SET PROBLEM
Write everything from the line "subject: green wooden door" down to the end of the items below as a JSON list of strings, one string per line, with blank lines left out.

STORED RECORDS
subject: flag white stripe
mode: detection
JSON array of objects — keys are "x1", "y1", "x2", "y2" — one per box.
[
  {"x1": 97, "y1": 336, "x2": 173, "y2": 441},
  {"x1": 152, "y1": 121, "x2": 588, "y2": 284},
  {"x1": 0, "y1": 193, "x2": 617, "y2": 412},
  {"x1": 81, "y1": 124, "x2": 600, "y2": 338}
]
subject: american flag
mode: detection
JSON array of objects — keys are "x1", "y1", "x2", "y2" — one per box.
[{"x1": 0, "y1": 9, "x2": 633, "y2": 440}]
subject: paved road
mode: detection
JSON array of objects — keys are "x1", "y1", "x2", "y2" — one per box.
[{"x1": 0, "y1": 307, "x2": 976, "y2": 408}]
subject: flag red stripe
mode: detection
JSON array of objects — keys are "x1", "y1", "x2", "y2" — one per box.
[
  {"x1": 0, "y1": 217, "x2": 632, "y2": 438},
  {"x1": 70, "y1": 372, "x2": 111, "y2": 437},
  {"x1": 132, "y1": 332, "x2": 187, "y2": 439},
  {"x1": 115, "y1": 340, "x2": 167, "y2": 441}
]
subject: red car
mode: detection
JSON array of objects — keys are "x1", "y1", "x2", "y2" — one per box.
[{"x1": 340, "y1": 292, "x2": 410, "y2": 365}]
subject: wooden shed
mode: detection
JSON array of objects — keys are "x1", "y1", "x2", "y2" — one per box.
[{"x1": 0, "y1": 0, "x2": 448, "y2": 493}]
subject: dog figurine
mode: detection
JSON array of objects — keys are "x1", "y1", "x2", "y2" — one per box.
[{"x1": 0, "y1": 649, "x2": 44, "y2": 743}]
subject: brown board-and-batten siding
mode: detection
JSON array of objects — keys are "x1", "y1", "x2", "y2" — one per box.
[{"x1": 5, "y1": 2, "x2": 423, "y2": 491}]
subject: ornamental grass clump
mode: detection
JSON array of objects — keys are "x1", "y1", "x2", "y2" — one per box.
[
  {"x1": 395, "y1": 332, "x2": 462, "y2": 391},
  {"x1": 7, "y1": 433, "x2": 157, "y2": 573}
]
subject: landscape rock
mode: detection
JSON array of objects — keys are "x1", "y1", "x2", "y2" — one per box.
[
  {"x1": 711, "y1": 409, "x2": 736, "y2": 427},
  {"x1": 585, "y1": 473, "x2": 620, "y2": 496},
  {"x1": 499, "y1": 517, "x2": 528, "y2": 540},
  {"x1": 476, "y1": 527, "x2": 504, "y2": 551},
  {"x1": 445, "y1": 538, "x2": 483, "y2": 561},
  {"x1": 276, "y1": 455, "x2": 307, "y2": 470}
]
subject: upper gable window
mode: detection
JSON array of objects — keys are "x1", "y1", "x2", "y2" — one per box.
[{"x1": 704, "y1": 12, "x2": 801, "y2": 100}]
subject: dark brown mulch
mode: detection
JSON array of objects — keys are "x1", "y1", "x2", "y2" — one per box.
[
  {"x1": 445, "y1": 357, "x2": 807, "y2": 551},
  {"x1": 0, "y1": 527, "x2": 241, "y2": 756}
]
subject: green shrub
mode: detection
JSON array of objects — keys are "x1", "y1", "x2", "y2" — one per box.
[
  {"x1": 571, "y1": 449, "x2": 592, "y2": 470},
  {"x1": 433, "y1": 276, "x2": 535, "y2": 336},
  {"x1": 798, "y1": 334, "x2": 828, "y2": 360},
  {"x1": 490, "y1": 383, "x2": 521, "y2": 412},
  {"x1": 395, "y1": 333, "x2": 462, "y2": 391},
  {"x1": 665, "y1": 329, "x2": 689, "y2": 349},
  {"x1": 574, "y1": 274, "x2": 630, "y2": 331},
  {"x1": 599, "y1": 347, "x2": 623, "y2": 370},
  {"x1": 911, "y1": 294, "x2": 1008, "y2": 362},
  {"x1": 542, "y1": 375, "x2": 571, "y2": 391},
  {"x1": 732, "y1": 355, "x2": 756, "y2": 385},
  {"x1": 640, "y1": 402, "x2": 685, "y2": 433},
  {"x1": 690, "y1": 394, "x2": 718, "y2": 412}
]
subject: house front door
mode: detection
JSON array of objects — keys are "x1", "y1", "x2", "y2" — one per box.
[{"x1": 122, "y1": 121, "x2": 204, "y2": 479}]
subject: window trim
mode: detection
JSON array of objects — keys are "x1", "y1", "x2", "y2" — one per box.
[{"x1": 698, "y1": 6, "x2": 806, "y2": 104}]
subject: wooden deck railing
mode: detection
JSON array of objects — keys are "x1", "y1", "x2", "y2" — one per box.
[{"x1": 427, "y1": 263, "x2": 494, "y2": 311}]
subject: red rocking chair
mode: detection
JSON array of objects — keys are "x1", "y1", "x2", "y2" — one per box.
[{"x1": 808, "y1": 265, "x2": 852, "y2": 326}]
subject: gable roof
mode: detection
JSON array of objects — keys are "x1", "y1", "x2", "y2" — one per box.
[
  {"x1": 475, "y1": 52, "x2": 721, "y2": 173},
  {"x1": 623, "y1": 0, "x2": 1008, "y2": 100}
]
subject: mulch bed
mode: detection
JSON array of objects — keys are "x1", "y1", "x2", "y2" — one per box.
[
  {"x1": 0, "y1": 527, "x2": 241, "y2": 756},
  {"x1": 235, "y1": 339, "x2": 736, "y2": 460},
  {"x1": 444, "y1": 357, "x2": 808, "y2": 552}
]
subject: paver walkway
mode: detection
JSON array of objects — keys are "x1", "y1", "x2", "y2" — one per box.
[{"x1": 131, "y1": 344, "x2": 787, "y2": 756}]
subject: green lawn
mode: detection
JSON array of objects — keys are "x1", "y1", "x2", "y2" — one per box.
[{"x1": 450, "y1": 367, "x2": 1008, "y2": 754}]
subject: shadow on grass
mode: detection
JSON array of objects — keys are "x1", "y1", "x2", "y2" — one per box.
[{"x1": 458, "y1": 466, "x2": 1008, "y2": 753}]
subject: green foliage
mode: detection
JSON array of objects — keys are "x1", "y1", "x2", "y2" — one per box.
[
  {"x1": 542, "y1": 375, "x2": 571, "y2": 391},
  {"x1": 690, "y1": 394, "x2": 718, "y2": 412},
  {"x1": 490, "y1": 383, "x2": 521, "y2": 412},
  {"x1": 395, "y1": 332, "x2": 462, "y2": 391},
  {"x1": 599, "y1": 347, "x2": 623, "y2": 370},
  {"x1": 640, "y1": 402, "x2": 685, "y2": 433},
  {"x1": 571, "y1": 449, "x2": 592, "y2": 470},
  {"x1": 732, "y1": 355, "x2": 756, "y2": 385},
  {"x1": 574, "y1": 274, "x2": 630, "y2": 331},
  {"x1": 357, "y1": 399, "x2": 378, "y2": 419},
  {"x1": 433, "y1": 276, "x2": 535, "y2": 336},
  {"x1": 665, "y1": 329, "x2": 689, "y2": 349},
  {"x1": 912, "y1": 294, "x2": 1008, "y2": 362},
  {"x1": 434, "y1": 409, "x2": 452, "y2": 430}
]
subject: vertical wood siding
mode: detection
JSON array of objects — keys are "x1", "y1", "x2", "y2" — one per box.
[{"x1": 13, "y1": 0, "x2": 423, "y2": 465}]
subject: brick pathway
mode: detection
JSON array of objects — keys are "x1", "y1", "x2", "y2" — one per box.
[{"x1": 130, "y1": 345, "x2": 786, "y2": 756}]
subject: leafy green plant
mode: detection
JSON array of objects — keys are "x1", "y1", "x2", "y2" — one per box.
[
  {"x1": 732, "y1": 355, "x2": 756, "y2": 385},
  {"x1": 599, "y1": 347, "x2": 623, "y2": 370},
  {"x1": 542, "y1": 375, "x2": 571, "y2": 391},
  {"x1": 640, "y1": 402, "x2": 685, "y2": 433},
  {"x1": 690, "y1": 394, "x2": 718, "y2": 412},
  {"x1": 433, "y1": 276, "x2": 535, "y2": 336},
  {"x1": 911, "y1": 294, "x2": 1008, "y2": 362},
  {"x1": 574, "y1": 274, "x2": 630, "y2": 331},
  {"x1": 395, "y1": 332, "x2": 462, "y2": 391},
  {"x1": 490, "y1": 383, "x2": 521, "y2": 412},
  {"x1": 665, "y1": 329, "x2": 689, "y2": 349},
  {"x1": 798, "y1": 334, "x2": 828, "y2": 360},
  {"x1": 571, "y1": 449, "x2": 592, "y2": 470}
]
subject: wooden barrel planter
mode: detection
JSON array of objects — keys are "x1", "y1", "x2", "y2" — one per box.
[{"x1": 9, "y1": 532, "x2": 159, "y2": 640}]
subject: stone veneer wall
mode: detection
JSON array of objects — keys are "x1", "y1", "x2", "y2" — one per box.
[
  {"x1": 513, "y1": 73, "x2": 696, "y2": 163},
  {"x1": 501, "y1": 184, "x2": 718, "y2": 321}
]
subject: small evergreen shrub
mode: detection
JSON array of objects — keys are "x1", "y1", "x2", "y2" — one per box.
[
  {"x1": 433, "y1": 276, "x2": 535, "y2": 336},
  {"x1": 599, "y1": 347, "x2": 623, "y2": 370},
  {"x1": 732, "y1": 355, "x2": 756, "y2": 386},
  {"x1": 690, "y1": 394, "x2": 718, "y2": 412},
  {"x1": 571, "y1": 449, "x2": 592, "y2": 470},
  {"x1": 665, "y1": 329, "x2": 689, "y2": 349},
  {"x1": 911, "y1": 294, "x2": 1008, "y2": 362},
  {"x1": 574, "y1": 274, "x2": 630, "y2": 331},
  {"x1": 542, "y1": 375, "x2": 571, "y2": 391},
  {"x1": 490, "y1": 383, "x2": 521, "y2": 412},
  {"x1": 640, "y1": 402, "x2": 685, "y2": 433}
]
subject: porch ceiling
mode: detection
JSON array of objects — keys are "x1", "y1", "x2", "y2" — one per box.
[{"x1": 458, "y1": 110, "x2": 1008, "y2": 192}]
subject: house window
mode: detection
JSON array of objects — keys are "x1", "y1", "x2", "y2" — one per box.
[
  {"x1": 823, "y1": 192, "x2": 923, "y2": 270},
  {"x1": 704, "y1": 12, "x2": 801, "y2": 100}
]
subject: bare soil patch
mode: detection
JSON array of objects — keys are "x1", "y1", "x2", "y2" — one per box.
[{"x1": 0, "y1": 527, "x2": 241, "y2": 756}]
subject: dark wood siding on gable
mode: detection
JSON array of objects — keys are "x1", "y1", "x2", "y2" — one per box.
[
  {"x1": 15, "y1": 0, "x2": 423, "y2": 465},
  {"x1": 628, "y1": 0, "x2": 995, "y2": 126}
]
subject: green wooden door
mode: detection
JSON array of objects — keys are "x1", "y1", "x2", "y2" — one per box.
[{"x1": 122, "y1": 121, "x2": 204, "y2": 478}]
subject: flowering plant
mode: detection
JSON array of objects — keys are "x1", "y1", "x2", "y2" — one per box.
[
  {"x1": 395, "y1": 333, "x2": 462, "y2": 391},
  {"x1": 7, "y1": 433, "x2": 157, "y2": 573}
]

FULL ANSWER
[
  "subject: green wooden door",
  "mode: detection",
  "JSON array of objects — keys are \"x1\", \"y1\", \"x2\", \"y2\" — one per box.",
  "[{\"x1\": 122, \"y1\": 121, \"x2\": 204, \"y2\": 478}]",
  "subject: flowering plant",
  "mode: detection",
  "JSON array of objects — keys are \"x1\", \"y1\", \"x2\", \"y2\" — one per box.",
  "[",
  "  {\"x1\": 395, \"y1\": 333, \"x2\": 462, \"y2\": 391},",
  "  {\"x1\": 7, \"y1\": 433, \"x2\": 157, \"y2\": 573}",
  "]"
]